● **OBJECTIVE**: Copy every one of the items below word for word, leaving out the pictures.

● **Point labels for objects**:
━━━━━━━━━━━━━━━━━━━━

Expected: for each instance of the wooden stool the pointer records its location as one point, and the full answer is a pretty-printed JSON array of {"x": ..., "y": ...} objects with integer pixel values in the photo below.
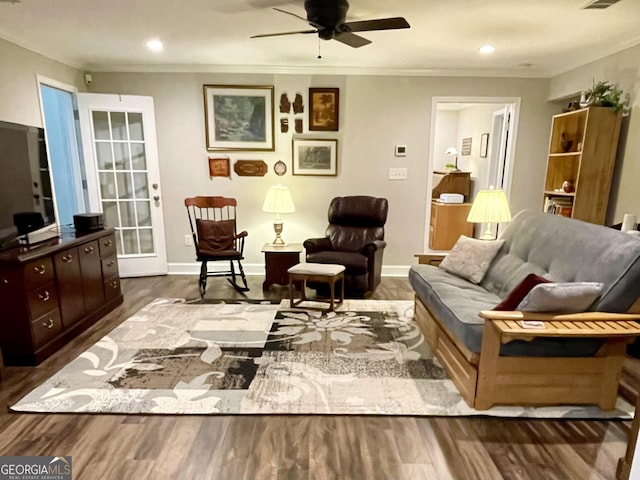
[{"x": 316, "y": 272}]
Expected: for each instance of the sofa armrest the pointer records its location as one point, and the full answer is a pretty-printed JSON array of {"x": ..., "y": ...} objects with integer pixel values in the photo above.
[
  {"x": 558, "y": 317},
  {"x": 313, "y": 245}
]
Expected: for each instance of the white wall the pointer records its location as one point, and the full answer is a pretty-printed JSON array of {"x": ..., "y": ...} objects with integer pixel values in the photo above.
[
  {"x": 473, "y": 122},
  {"x": 622, "y": 68},
  {"x": 377, "y": 113}
]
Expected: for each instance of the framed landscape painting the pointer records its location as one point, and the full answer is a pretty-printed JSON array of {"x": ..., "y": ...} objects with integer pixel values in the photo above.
[
  {"x": 239, "y": 117},
  {"x": 324, "y": 110},
  {"x": 315, "y": 157}
]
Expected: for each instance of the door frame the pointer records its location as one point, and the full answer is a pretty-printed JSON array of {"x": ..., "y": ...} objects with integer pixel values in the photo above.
[{"x": 513, "y": 103}]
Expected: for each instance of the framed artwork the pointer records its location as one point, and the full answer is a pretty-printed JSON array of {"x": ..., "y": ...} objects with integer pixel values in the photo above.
[
  {"x": 484, "y": 145},
  {"x": 315, "y": 157},
  {"x": 219, "y": 167},
  {"x": 466, "y": 146},
  {"x": 239, "y": 118},
  {"x": 324, "y": 110}
]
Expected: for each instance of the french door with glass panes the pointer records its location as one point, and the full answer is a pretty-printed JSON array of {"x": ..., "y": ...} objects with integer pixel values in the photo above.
[{"x": 123, "y": 179}]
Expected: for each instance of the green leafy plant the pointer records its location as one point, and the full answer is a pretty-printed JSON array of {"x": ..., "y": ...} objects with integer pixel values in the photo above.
[{"x": 606, "y": 94}]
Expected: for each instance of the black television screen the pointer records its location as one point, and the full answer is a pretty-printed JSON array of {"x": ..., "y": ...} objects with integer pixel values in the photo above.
[{"x": 25, "y": 183}]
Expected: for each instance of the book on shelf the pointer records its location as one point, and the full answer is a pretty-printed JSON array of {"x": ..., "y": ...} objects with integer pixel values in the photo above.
[{"x": 559, "y": 206}]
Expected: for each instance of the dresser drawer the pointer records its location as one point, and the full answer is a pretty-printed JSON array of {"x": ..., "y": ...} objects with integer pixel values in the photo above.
[
  {"x": 111, "y": 288},
  {"x": 38, "y": 273},
  {"x": 110, "y": 267},
  {"x": 46, "y": 328},
  {"x": 107, "y": 246},
  {"x": 43, "y": 299}
]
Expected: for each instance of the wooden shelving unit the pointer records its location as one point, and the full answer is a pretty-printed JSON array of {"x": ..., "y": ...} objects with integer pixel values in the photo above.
[{"x": 582, "y": 150}]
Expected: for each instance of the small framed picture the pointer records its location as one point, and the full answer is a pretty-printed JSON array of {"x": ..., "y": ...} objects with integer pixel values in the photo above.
[
  {"x": 315, "y": 157},
  {"x": 239, "y": 117},
  {"x": 484, "y": 145},
  {"x": 324, "y": 111}
]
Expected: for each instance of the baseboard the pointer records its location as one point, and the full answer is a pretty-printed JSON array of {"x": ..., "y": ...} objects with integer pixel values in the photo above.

━━━━━━━━━━━━━━━━━━━━

● **EXERCISE ANSWER**:
Expected: for each instance of the wooden stool the pointer records its location as one point, and the full answer is a pretty-printed JSON array of {"x": ..., "y": ...} objects with integer pixel values in the photo below.
[{"x": 316, "y": 272}]
Expected: for each instance of the sofa armrest the pointer records its location as one point, and the full answer is a pretty-printed JSON array of {"x": ..., "y": ...} objects with integer pixel values in the photo above.
[
  {"x": 558, "y": 317},
  {"x": 313, "y": 245}
]
Expected: for each instance of the white wall the pointer records its location as one point, and the full answer is a pretty-printed JSON array of {"x": ..., "y": ...} objects with integer pixel values in the photo above.
[
  {"x": 473, "y": 122},
  {"x": 622, "y": 68},
  {"x": 377, "y": 113}
]
Expected: for each instance of the framed landscape painting the pointer records its location as one point, and the full answer is a pretty-printed JSON array of {"x": ..., "y": ...} objects with integer pixel values in the photo above.
[
  {"x": 239, "y": 117},
  {"x": 324, "y": 110},
  {"x": 315, "y": 157}
]
Expected: for each instance of the door frame the pointer records its location as one point, and the full answer is a pretty-printed JSON array of {"x": ..., "y": ...} objects with integer pixel values in the photo above.
[{"x": 513, "y": 103}]
Expected: for each instance of the framed artwork the pointer records its location as one point, and the full answer is a pretty-printed JSON array of {"x": ..., "y": ...} objects with integer pixel values in the photo above.
[
  {"x": 484, "y": 145},
  {"x": 315, "y": 157},
  {"x": 219, "y": 167},
  {"x": 466, "y": 146},
  {"x": 239, "y": 118},
  {"x": 324, "y": 110}
]
Expected: for each instance of the french door with glass panes the pointer records its location as one point, and the full answer is a pretty-printed JSON array of {"x": ..., "y": ...} objects with integer pixel values in the photo above.
[{"x": 123, "y": 179}]
Expected: for each instance of the green leafy plant the pointer records its location as one point, and the full answer is a pretty-printed JSON array of {"x": ..., "y": ...} objects with integer pixel values in the photo above.
[{"x": 606, "y": 94}]
Expected: for each instance of the black television screen the pointer records its location as one point, and the full answer is a pretty-printed JSON array of {"x": ..., "y": ...} objects with integer pixel values in the photo above.
[{"x": 25, "y": 183}]
Expected: for each instance of the book on shelf the pointer records its location as one point, and the full answer is a pretty-printed JSON array of {"x": ..., "y": ...} objects with integer pixel values in the photo above.
[{"x": 559, "y": 206}]
Expected: for each instance of the dresser drawer the pointer records its location as one point, and the full answer is a pretty-printed JSON array of {"x": ..., "y": ...} objects with integer pixel values in the photo above.
[
  {"x": 111, "y": 288},
  {"x": 38, "y": 273},
  {"x": 110, "y": 267},
  {"x": 46, "y": 328},
  {"x": 107, "y": 246},
  {"x": 43, "y": 299}
]
Expected: for each instance of the wooden shelving unit the pointer records its location as one point, and the full answer is a pretty-printed JSON array of {"x": ..., "y": ...} objects with integer pixel values in the photo above.
[{"x": 582, "y": 150}]
Expected: for each instance of the small framed picture the pointer records its location as one point, and the full answer is a pretty-printed JSON array of {"x": ..., "y": ...} objects with integer pixel values in the photo above.
[
  {"x": 315, "y": 157},
  {"x": 239, "y": 117},
  {"x": 484, "y": 145},
  {"x": 324, "y": 111}
]
Expected: for each instance of the baseboard the pointer records its location as one point, and the full answer is a pretty-printed JSON array of {"x": ..., "y": ...} objects with integer pixel values in the photo above.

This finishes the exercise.